======== STORED DATA ========
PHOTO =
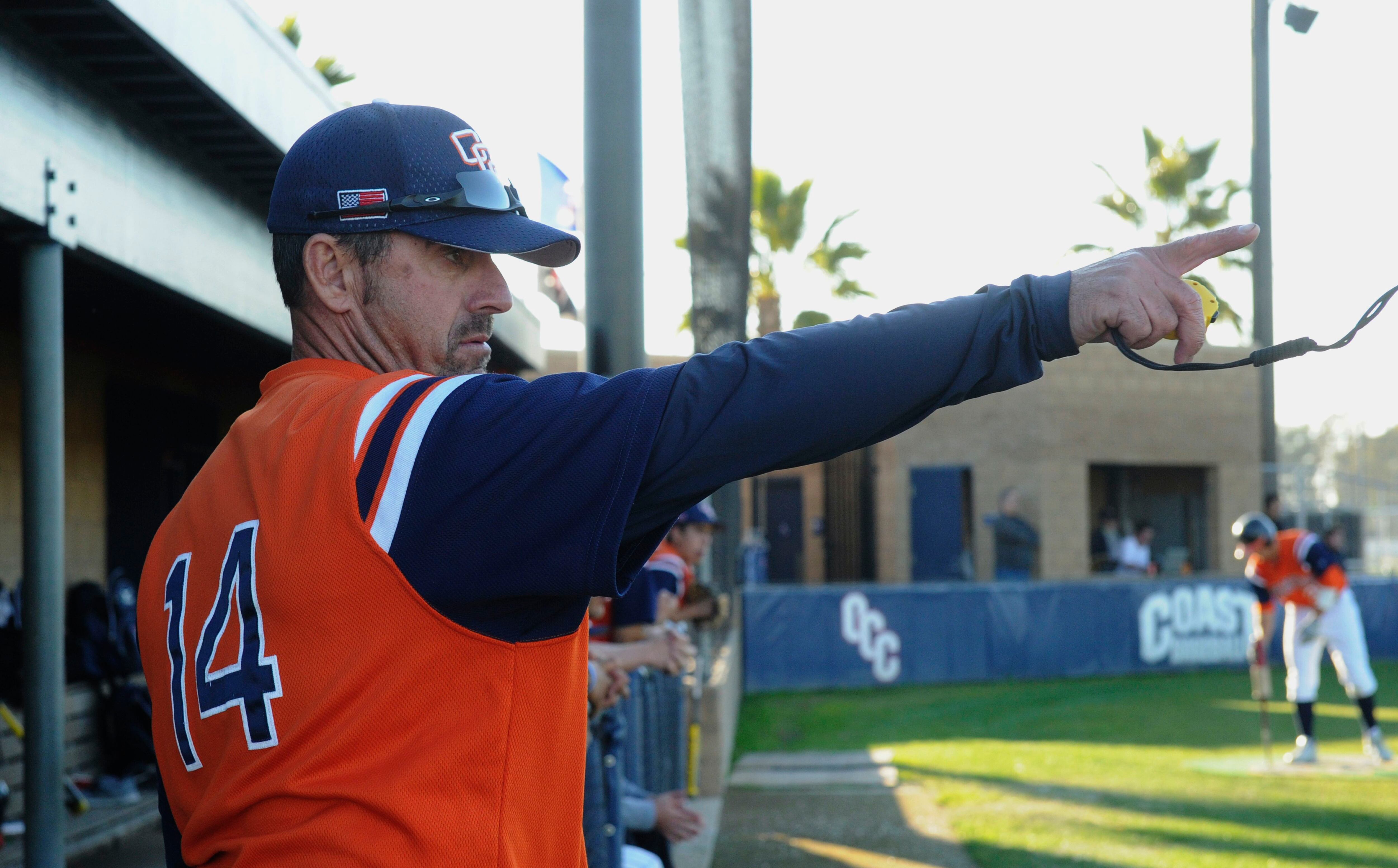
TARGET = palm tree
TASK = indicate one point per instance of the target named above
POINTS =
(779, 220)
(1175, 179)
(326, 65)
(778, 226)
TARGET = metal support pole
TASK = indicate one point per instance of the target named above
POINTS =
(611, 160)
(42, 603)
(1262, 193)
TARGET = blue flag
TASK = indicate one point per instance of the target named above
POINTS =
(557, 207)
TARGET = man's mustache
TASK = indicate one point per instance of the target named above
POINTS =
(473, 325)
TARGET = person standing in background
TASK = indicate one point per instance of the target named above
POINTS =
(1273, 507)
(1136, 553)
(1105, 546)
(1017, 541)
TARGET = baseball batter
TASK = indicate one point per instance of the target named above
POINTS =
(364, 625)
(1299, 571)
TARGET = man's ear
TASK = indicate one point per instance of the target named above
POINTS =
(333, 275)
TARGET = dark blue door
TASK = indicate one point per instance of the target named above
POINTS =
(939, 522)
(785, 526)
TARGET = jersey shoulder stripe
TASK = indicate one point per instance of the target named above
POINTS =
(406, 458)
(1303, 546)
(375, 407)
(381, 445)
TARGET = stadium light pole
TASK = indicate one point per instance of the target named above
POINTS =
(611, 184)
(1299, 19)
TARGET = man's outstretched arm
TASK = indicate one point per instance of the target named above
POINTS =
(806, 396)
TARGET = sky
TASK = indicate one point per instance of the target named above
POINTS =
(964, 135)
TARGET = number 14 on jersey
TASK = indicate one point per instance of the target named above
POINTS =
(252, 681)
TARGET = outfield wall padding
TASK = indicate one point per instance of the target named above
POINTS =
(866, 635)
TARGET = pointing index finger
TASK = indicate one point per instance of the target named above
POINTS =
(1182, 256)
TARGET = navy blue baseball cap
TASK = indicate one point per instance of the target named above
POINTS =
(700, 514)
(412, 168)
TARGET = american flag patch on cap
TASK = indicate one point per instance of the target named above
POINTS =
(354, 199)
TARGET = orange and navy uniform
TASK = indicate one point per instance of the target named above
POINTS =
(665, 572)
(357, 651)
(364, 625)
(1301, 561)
========
======== STORED DATA ========
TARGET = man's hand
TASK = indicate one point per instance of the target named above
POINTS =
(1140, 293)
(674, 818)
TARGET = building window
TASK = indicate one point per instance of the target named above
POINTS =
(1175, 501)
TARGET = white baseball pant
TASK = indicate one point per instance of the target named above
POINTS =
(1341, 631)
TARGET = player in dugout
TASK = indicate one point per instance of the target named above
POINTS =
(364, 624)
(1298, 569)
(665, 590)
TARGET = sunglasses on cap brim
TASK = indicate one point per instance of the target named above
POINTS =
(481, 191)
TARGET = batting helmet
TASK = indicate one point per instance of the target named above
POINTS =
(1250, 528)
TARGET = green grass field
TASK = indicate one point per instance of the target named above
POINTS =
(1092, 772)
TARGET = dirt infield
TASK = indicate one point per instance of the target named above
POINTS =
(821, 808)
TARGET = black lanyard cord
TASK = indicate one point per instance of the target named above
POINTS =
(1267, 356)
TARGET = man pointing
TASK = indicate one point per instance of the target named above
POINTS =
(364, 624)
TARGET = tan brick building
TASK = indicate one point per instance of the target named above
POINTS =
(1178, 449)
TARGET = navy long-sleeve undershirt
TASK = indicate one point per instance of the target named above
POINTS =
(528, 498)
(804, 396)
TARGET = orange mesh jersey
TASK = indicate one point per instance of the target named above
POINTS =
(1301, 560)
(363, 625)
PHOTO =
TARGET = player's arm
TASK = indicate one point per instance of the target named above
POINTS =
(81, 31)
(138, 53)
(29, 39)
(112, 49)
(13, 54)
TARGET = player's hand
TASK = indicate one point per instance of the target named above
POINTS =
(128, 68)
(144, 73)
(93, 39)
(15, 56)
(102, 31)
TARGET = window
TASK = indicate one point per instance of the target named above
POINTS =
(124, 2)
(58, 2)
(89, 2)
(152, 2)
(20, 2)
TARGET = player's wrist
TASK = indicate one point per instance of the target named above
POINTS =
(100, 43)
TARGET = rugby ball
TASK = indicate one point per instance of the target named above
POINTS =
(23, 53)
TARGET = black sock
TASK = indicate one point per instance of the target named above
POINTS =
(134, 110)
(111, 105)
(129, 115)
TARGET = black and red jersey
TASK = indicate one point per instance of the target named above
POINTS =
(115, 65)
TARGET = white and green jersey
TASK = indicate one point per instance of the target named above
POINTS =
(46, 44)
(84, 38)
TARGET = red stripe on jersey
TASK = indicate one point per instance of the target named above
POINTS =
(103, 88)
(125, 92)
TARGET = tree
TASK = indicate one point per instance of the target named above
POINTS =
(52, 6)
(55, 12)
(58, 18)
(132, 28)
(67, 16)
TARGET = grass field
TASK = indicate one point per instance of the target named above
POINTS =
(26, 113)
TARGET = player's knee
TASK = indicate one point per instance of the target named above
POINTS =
========
■ **DESCRIPTION OF THE TASK**: Return the lines of the material above verbatim, starting with the line containing "TARGET = building window" and going on through the line containing "(1250, 528)", both included.

■ **OUTPUT**:
TARGET = building window
TASK = indicate one point per instance of the target named above
POINTS =
(1175, 501)
TARGET = white baseball pant
TASK = indicate one point per instance of the target named above
POINTS =
(1341, 631)
TARGET = player in dugout
TASK = indicate one point per instance of the target named above
POINTS =
(364, 624)
(1298, 569)
(665, 590)
TARGET = sunglasses on cap brim
TASK = indicate one point per instance of the target named above
POINTS =
(481, 191)
TARGET = batting helmet
TASK = indicate one point per instance of the target named above
POINTS =
(1250, 528)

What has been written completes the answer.